[Records from a data source]
————————

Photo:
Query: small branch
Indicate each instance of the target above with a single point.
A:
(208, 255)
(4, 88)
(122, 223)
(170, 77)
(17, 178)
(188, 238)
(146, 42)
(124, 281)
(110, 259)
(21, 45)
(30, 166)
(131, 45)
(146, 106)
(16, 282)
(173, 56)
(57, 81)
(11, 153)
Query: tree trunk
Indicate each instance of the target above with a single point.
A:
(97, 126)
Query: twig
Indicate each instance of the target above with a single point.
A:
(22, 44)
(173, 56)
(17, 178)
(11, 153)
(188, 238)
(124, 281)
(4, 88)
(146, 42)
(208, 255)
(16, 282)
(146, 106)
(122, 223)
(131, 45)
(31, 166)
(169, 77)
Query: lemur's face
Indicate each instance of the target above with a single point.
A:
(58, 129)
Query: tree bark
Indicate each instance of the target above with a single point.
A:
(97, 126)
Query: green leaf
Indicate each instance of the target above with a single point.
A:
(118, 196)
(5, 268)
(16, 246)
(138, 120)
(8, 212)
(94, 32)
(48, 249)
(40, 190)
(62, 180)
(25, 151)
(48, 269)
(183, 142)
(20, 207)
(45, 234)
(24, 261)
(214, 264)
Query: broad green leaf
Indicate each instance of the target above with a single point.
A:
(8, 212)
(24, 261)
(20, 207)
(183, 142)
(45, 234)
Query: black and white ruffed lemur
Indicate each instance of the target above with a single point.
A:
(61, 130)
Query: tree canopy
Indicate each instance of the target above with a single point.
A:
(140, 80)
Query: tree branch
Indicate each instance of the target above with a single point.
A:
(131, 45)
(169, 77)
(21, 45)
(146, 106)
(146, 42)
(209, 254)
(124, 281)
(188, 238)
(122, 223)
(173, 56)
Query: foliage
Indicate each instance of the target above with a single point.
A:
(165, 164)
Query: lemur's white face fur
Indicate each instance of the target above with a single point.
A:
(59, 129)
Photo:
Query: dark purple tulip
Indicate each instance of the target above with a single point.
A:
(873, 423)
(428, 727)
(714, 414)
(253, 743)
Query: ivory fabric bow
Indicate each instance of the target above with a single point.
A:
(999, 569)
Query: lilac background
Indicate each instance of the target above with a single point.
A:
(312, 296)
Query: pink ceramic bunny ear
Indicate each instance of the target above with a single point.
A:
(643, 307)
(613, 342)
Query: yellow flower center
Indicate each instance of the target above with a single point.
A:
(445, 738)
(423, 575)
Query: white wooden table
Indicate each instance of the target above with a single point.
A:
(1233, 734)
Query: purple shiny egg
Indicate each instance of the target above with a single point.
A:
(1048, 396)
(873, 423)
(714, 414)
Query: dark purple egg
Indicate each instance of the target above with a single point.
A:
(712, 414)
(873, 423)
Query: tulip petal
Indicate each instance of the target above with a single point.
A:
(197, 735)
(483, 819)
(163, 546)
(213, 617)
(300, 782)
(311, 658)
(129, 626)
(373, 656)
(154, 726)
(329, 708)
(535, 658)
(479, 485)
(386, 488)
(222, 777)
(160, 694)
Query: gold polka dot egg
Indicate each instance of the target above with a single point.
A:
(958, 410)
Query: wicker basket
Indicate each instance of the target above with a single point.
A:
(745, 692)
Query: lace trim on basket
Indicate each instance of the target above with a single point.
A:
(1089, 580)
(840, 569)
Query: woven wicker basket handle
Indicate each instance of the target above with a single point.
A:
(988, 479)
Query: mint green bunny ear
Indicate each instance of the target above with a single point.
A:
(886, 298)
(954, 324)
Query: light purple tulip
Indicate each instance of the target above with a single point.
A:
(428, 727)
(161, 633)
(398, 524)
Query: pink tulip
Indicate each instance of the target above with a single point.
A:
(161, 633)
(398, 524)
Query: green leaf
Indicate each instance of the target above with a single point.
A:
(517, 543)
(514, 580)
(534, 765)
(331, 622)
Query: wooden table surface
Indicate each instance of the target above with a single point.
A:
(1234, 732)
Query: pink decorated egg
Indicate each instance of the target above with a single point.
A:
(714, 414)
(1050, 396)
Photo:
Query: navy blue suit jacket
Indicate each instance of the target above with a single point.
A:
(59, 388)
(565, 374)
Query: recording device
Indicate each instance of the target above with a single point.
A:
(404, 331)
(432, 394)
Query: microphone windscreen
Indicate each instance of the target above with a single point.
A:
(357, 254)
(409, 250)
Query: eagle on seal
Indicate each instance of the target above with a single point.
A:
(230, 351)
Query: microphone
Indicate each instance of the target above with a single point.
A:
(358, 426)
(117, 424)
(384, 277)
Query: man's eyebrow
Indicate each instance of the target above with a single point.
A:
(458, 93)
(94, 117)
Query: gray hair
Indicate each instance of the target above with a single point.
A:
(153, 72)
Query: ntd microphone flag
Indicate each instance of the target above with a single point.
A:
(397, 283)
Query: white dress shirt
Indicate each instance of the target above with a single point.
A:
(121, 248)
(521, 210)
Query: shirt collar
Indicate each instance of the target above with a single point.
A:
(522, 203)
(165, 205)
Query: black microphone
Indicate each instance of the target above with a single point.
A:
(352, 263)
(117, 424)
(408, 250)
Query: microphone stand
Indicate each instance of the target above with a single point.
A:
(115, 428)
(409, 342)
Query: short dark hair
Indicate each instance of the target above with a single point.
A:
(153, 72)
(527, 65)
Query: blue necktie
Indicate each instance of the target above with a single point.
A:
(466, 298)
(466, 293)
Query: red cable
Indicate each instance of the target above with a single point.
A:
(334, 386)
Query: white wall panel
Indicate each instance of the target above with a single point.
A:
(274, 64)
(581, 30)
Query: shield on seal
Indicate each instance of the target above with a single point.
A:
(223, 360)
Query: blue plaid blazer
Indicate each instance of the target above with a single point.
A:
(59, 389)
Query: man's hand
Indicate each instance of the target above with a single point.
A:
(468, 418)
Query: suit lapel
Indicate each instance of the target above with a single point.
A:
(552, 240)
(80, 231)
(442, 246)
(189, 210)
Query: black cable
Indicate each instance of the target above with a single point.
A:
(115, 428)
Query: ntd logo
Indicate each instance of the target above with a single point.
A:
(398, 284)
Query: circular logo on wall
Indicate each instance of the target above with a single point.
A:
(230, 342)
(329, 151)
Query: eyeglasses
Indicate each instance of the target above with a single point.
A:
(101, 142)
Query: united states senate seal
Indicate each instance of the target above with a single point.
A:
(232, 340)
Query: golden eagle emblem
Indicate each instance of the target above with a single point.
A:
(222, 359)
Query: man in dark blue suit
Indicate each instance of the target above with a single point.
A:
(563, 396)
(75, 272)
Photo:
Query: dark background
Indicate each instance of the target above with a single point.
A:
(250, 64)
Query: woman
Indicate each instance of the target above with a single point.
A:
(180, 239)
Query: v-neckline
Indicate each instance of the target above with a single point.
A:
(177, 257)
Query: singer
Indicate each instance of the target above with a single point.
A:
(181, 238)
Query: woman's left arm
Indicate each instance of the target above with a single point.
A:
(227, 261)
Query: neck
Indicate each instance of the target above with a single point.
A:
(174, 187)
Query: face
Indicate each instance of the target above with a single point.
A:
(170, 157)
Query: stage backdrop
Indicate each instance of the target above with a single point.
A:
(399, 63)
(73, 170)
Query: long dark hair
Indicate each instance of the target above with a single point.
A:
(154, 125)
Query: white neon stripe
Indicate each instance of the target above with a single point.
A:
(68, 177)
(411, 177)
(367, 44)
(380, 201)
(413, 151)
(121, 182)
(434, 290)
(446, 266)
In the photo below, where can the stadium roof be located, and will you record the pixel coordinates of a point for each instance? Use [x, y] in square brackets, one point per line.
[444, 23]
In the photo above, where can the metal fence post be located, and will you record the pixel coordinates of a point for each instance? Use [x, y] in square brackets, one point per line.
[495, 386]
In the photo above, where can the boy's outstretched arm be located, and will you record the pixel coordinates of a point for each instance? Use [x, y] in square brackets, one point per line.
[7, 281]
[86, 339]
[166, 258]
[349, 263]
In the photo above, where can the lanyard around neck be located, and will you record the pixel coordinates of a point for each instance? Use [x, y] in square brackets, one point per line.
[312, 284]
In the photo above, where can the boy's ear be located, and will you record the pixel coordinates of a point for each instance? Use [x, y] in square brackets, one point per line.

————————

▶ [Task details]
Pull out every line holding "suit" from the records above, and copy it.

▶ [Result of this task]
Query: navy blue suit jacket
Query: suit lapel
Query: man in dark blue suit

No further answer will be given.